Your goal: Go through the material below and copy each line where the word "Target" appears.

**** Provided records

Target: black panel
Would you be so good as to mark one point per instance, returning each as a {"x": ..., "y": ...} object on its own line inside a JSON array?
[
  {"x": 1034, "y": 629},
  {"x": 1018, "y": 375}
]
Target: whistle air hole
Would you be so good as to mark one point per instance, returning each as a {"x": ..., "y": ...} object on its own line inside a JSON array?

********

Answer for this exercise:
Target: black panel
Target: whistle air hole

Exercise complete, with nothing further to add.